WHAT IS EXPECTED: Give every line in the records below as a numbered list, starting at the line that contains "The component shall mark a point on the coastline, providing" and ending at the last line of the records, both included. Leave out blank lines and anything outside that range.

-- START OF PROVIDED INFORMATION --

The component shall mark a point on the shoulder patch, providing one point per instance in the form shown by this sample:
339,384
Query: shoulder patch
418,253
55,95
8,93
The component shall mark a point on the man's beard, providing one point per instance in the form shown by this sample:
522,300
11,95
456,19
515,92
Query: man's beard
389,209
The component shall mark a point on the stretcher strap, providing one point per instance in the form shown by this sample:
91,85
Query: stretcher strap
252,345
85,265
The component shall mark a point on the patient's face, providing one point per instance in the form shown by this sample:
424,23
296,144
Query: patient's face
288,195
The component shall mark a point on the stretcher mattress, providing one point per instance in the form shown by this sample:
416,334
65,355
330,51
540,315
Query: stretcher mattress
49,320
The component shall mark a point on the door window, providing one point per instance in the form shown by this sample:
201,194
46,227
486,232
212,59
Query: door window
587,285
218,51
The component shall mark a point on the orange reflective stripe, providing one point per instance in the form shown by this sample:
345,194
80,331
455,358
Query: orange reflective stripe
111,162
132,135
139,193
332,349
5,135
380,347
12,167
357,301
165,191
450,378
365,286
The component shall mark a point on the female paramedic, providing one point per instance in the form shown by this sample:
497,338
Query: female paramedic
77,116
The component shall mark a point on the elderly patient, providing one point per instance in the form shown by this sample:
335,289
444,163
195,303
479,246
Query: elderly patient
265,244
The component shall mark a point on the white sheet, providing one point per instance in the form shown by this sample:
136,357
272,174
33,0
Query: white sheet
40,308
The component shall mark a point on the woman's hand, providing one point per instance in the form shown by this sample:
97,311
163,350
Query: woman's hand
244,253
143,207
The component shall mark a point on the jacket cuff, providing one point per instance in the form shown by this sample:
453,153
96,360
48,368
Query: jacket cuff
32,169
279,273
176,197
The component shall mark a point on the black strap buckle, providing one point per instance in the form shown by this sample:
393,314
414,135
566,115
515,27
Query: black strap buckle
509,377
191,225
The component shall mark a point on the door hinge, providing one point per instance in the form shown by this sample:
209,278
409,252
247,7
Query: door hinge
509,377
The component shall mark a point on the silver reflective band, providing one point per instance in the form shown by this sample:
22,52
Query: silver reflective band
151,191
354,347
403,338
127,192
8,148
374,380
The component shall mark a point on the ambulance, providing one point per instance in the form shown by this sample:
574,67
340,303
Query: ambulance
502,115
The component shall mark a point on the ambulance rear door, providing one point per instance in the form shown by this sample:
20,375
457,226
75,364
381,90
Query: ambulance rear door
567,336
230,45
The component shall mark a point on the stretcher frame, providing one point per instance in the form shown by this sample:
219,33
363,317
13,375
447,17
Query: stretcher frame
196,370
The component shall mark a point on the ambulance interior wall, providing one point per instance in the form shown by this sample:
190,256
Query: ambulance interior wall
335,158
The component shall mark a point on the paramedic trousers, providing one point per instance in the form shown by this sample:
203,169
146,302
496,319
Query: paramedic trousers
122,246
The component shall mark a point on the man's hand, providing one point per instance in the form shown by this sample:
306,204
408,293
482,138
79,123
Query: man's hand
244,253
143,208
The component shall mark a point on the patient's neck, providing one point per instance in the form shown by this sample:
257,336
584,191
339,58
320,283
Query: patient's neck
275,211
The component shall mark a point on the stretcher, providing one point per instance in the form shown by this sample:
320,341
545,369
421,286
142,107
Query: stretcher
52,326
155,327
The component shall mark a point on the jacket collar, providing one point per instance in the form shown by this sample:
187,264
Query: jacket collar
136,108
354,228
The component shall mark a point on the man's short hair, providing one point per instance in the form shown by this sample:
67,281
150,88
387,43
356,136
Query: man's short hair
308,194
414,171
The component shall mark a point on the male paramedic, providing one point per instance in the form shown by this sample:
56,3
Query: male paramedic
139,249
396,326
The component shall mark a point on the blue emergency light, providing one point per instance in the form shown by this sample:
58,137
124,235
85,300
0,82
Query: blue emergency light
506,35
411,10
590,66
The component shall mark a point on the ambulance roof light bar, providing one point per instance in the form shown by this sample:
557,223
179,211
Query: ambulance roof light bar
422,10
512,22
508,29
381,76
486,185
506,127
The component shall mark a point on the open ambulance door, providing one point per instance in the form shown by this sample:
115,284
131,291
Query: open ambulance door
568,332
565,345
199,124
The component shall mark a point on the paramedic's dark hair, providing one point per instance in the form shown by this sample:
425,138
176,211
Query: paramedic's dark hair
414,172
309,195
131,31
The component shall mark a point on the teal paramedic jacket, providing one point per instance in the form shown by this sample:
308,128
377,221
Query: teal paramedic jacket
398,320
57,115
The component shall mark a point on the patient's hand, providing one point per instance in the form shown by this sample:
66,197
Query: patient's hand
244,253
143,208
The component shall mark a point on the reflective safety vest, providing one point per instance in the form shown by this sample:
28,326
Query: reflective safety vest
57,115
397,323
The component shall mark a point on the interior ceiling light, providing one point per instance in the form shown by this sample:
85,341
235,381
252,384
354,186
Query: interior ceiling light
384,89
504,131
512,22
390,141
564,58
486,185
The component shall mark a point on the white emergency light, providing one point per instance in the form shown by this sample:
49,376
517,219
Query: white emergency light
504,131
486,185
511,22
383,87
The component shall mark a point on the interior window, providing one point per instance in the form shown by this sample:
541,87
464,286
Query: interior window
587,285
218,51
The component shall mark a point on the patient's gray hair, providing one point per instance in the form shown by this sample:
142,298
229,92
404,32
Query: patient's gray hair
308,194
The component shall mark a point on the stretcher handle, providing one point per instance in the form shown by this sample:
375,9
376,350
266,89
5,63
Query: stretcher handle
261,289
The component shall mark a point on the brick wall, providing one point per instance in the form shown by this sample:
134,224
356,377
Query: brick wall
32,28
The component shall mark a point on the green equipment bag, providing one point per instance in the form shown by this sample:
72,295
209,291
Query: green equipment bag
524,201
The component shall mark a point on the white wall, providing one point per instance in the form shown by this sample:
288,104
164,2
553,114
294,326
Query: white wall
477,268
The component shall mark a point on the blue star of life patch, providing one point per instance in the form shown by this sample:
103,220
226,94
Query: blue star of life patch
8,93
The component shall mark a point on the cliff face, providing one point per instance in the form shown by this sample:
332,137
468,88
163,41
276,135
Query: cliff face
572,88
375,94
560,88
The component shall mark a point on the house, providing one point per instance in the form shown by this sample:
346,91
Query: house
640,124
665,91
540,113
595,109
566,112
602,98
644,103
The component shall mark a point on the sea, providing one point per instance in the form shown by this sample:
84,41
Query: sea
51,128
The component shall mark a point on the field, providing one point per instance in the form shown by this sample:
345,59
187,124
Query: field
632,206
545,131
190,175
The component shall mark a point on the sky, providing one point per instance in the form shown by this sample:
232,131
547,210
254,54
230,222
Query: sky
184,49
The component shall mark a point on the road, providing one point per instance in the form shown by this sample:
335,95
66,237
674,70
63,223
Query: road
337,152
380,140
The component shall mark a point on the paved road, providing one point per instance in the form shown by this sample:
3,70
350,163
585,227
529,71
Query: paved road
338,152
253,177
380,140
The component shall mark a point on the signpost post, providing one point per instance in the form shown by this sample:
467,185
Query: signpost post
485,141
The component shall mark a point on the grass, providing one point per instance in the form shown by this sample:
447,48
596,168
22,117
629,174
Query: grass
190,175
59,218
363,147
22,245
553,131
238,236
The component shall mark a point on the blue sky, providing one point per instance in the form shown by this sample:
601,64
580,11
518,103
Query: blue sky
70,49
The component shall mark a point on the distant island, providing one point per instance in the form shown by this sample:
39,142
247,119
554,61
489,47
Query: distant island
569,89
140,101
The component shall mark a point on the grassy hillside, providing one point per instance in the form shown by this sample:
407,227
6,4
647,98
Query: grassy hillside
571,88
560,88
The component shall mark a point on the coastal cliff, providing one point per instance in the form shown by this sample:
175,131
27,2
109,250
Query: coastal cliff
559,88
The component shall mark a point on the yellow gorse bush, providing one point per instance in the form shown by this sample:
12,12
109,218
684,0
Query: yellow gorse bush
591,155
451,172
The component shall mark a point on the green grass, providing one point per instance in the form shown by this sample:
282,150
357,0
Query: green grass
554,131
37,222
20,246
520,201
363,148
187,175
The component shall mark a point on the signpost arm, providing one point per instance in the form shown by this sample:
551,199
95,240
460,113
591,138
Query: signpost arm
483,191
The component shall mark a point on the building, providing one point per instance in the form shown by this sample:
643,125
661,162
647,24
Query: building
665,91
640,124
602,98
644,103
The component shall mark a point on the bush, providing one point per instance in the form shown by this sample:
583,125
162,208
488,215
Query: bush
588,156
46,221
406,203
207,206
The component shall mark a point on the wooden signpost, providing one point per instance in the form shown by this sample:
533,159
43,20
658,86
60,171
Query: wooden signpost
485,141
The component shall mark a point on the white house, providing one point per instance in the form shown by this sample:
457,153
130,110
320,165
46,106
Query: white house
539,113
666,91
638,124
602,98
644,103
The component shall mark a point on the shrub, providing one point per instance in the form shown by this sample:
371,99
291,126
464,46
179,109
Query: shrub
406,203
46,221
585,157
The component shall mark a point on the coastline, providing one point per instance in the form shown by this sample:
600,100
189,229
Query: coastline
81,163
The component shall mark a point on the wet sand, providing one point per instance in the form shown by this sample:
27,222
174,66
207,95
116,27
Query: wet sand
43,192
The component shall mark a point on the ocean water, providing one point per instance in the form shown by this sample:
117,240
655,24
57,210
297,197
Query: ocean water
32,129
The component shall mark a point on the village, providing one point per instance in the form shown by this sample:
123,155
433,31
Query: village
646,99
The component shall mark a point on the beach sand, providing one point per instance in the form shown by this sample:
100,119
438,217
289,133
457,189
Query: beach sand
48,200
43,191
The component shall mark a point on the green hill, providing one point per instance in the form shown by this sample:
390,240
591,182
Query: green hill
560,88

-- END OF PROVIDED INFORMATION --

FINAL RESULT:
1. The component shall mark a point on the coastline, providing one point per instance in the form shown by this sample:
2. 600,100
3. 189,229
4. Query: coastline
5. 81,163
6. The component shall mark a point on the wet sand, providing one point per instance in the form shown by this sample:
7. 27,222
8. 174,66
9. 207,95
10. 116,27
11. Query: wet sand
12. 43,192
13. The component shall mark a point on the ocean water, providing one point per instance in the form shown by this sample:
14. 117,240
15. 655,24
16. 57,210
17. 297,197
18. Query: ocean water
19. 32,129
20. The component shall mark a point on the village, providing one point per instance in the form shown by this sample:
21. 123,155
22. 433,31
23. Query: village
24. 646,99
25. The component shall mark a point on the beach sand, providing one point per instance in the form shown by this sample:
26. 100,119
27. 438,217
28. 289,133
29. 457,189
30. Query: beach sand
31. 48,200
32. 43,191
33. The component shall mark a point on the green hill, providing one point per instance in the form shown by this sample:
34. 390,240
35. 591,182
36. Query: green hill
37. 560,88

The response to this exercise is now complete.